= Text shown =
[Start of section]

Scientific classification
- Kingdom: Fungi
- Division: Basidiomycota
- Class: Agaricomycetes
- Order: Boletales
- Family: Boletaceae
- Genus: Leccinum
- Species: L. arenicola
- Binomial name: Leccinum arenicola Redhead & Watling (1979)
- Synonyms: Krombholziella arenicola (Redhead & Watling) Šutara (1982);

= Leccinum arenicola =

- Authority: Redhead & Watling (1979)
- Synonyms: Krombholziella arenicola (Redhead & Watling) Šutara (1982)

Species of fungus

Leccinum arenicola is a species of bolete mushroom in the family Boletaceae. Described in 1979, the fruit bodies (mushrooms) grow in sand dunes from New Brunswick south to Cape Cod.

==Taxonomy==
The species was first described by mycologists Scott Redhead and Roy Watling in the Canadian Journal of Botany in 1979. The type collection was made in the Kouchibouguac National Park in New Brunswick, Canada. Josef Šutara transferred the species to Krombholziella in 1982 as he believed the generic name Leccinum to be illegitimate, but his generic concepts have not been accepted by later authorities.

==Description==
Fruit bodies have convex caps with ragged margins, and reach a diameter of 5–15 cm. The cap surface is dry and wrinkled, and develops cracks in maturity. Its color is orange to yellowish-orange, which fades in age to dull cinnamon or yellowish. The flesh is white, but will stain vinaceous (the color of red wine) to purplish gray when it is cut or otherwise injured. The pore surface is initially whitish to pale yellow or buff before changing to tan or pale yellow-brown in age; when bruised, it color deepens. There are about 1–3 circular pores per millimeter, and the tubes are up to 2 cm deep. The stem is 8–14 cm long by 1.6–2.5 cm thick, enlarging towards the base. Its surface is dry, and is covered with hazel to vinaceous-buff scabers (tufts of tiny fibers, characteristic of the genus Leccinum) on a buff background color.

[End of section]

= Work request =
Carry on the article on Leccinum arenicola, starting right after its last sentence about the stem's scabers.

= Entries supplied =
[Start of section]

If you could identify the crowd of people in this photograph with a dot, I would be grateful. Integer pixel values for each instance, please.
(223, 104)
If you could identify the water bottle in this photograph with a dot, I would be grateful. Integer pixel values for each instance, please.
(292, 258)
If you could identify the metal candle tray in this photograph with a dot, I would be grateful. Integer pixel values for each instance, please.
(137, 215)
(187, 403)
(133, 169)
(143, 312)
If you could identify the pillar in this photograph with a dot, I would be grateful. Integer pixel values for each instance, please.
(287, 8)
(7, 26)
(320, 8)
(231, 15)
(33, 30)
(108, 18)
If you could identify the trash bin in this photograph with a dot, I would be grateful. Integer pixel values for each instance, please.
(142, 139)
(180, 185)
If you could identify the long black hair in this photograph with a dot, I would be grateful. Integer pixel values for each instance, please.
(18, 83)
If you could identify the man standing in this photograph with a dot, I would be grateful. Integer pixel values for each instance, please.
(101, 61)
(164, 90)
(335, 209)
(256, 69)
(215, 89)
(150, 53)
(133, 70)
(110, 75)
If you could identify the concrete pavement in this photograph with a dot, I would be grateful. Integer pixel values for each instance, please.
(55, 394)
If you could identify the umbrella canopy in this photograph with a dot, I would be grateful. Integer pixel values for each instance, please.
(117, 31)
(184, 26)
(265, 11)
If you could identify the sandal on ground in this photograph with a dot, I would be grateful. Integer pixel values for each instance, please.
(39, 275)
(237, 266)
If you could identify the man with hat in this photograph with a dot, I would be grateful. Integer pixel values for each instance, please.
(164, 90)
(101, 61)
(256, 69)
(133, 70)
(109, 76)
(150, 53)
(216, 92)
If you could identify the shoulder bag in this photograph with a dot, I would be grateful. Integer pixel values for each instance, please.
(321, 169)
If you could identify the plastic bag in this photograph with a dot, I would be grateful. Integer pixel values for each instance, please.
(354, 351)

[End of section]

= Exercise result =
Leccinum arenicola produces a cinnamon to pinkish-cinnamon spore print. The spores are somewhat spindle-shaped (tapered on each end), smooth, and measure 11–16 by 3–5 μm.

==Habitat and distribution==
Fruit bodies of Leccinum arenicola grow singly, scattered, or in groups on the ground in coastal sand dunes between July and September. Nearby plants typically found with the mushroom include American beachgrass (Ammophila breviligulata), beach heather (Hudsonia tomentosa) and sedges (Carex spp.). Redhead and Watling speculate that the fungus may be mycorrhizal with Hudsonia. The distribution of the fungus ranges from New Brunswick, Canada, south to Cape Cod. Leccinum arenicola is one of only three North American Boletaceae species that occur in coastal sand dunes; the others are Boletus abruptibulbus, found in Gulf Coast of the Florida Panhandle, and Phylloporus arenicola, described from Oregon.